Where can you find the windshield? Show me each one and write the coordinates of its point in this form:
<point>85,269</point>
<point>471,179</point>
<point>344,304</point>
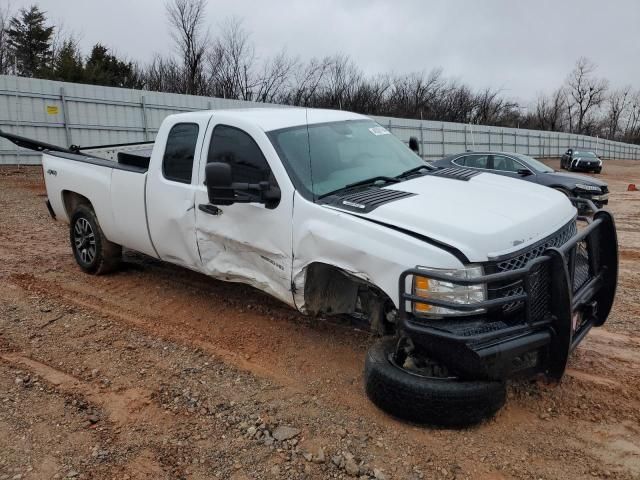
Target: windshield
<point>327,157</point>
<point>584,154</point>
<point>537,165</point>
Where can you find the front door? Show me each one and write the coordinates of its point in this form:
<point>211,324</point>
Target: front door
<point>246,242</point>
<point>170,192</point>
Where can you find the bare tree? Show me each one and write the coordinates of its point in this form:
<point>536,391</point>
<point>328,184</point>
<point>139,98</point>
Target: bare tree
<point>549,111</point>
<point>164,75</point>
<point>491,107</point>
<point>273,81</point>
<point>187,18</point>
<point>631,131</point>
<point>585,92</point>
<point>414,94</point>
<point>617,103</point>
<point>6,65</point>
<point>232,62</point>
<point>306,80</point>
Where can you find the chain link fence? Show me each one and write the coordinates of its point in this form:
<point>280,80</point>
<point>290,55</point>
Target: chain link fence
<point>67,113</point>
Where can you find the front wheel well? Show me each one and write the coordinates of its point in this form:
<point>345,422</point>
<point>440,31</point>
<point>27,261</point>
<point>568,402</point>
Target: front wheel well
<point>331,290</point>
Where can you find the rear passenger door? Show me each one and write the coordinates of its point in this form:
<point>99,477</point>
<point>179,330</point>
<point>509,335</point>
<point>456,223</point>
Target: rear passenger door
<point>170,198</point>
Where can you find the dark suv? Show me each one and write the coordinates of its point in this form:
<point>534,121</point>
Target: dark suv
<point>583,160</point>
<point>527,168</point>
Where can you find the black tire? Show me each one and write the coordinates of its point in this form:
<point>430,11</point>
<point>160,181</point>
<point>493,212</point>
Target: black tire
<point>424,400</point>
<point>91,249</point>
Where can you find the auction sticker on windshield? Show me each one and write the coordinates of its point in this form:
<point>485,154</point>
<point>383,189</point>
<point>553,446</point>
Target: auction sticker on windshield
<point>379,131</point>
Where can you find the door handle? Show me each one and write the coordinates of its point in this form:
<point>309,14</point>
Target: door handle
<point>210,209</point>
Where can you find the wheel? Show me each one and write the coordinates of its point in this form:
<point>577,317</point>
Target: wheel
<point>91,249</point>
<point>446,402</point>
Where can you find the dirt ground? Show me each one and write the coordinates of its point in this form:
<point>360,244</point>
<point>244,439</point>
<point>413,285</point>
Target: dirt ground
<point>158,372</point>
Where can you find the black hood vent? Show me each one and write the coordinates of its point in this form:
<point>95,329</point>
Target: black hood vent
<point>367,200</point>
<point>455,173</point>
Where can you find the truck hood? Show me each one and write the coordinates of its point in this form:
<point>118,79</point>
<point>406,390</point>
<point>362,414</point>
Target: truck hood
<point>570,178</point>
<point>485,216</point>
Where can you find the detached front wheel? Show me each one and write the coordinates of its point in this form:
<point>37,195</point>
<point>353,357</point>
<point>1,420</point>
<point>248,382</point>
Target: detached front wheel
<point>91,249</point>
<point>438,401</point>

★ ★ ★

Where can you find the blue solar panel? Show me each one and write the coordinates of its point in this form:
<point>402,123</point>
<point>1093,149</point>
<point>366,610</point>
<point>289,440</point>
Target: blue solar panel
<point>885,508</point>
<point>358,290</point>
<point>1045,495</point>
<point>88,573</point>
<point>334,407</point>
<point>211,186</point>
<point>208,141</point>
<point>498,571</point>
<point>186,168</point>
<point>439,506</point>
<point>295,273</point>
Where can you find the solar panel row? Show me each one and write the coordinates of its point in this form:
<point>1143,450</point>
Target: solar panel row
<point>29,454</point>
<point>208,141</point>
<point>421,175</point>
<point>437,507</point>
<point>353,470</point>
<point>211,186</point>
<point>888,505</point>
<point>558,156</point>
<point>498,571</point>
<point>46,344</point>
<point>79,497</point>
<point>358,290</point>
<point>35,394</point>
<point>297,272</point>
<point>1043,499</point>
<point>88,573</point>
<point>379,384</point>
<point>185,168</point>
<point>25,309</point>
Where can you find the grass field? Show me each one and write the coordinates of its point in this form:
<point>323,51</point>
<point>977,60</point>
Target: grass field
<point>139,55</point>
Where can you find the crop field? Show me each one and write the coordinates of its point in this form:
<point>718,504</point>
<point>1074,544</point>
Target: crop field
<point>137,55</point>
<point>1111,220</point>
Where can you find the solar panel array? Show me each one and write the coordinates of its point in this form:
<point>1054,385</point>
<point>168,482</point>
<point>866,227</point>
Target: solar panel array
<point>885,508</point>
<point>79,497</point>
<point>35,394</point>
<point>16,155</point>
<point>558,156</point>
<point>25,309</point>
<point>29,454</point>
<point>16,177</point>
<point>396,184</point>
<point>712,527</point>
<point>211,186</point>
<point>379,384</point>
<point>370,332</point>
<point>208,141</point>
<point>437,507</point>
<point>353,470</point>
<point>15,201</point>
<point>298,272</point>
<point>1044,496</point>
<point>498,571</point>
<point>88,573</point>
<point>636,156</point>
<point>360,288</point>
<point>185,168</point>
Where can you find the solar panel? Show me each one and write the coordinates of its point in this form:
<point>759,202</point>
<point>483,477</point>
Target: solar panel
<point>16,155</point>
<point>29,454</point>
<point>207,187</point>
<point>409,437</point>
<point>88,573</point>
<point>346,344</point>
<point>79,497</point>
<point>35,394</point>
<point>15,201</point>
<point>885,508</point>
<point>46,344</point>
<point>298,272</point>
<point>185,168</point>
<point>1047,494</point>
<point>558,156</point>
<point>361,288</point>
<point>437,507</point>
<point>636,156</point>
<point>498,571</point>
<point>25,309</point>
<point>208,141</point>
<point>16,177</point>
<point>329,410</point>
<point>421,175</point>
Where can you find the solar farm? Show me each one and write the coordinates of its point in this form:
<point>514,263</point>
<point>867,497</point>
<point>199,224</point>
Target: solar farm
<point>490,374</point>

★ ★ ★

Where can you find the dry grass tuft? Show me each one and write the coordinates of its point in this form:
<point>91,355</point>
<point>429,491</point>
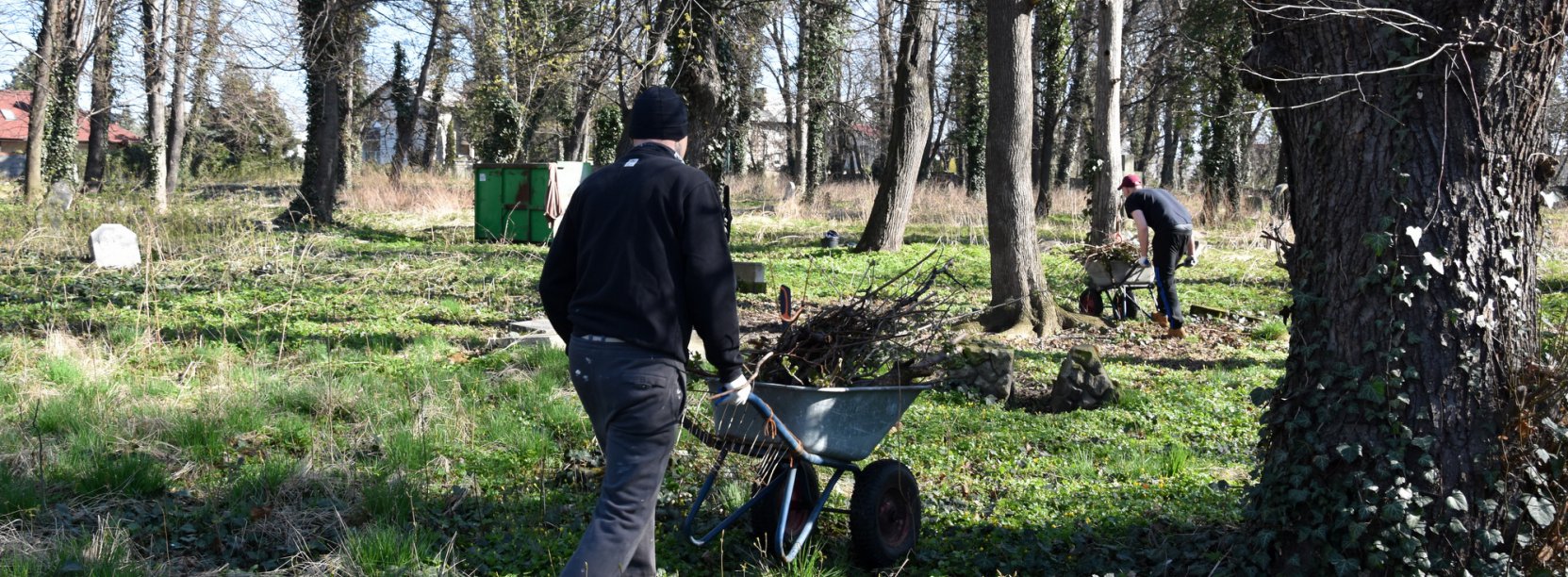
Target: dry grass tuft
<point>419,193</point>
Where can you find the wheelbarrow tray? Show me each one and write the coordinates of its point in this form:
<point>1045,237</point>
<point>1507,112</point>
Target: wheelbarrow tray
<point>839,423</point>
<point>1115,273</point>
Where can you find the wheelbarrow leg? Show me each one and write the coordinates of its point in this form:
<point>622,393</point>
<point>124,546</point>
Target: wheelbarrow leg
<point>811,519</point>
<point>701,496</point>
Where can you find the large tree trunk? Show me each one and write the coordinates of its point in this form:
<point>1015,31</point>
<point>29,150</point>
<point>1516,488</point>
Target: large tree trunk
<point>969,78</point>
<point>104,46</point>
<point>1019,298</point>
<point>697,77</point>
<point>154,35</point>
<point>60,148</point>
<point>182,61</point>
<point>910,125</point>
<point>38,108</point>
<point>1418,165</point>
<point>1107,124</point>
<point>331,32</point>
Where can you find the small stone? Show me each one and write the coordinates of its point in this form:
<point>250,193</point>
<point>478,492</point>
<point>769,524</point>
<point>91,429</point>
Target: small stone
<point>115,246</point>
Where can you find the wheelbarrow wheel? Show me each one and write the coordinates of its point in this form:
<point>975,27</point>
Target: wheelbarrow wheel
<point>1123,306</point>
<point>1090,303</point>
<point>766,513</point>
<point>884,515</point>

★ ★ ★

## The task
Format the lines from the line with "Where can you find the windshield?" to the line with "<point>170,198</point>", both included, as a JSON list of strings with one string per line and no blank lines. Leave the pictures out.

## Result of this exercise
[
  "Where can you find the windshield? Show me each one and write the coordinates of its point in this form:",
  "<point>85,269</point>",
  "<point>471,179</point>",
  "<point>344,304</point>",
  "Target: windshield",
  "<point>327,157</point>",
  "<point>584,154</point>",
  "<point>537,165</point>",
  "Where can you find the front door? Show me each one and write the coordinates of its point in this form:",
  "<point>211,324</point>",
  "Target: front door",
  "<point>246,242</point>",
  "<point>170,192</point>",
  "Where can you find the bare tree? Show me each one and write the coordinates of its point in this form:",
  "<point>536,391</point>",
  "<point>328,184</point>",
  "<point>139,98</point>",
  "Target: bare tree",
  "<point>549,111</point>",
  "<point>164,75</point>",
  "<point>491,107</point>",
  "<point>273,81</point>",
  "<point>187,18</point>",
  "<point>631,131</point>",
  "<point>585,92</point>",
  "<point>414,94</point>",
  "<point>617,103</point>",
  "<point>6,65</point>",
  "<point>232,62</point>",
  "<point>306,80</point>",
  "Where can you find the chain link fence? Show me each one and write the coordinates of its point in this form:",
  "<point>280,80</point>",
  "<point>290,55</point>",
  "Target: chain link fence",
  "<point>67,113</point>",
  "Where can you find the front wheel well? Show me each one and write the coordinates of its point in this form:",
  "<point>345,422</point>",
  "<point>440,31</point>",
  "<point>27,261</point>",
  "<point>568,402</point>",
  "Target: front wheel well",
  "<point>331,290</point>",
  "Where can you find the rear passenger door? Show me each one and write the coordinates of its point in this form:",
  "<point>99,477</point>",
  "<point>179,330</point>",
  "<point>509,335</point>",
  "<point>456,223</point>",
  "Target: rear passenger door",
  "<point>170,198</point>"
]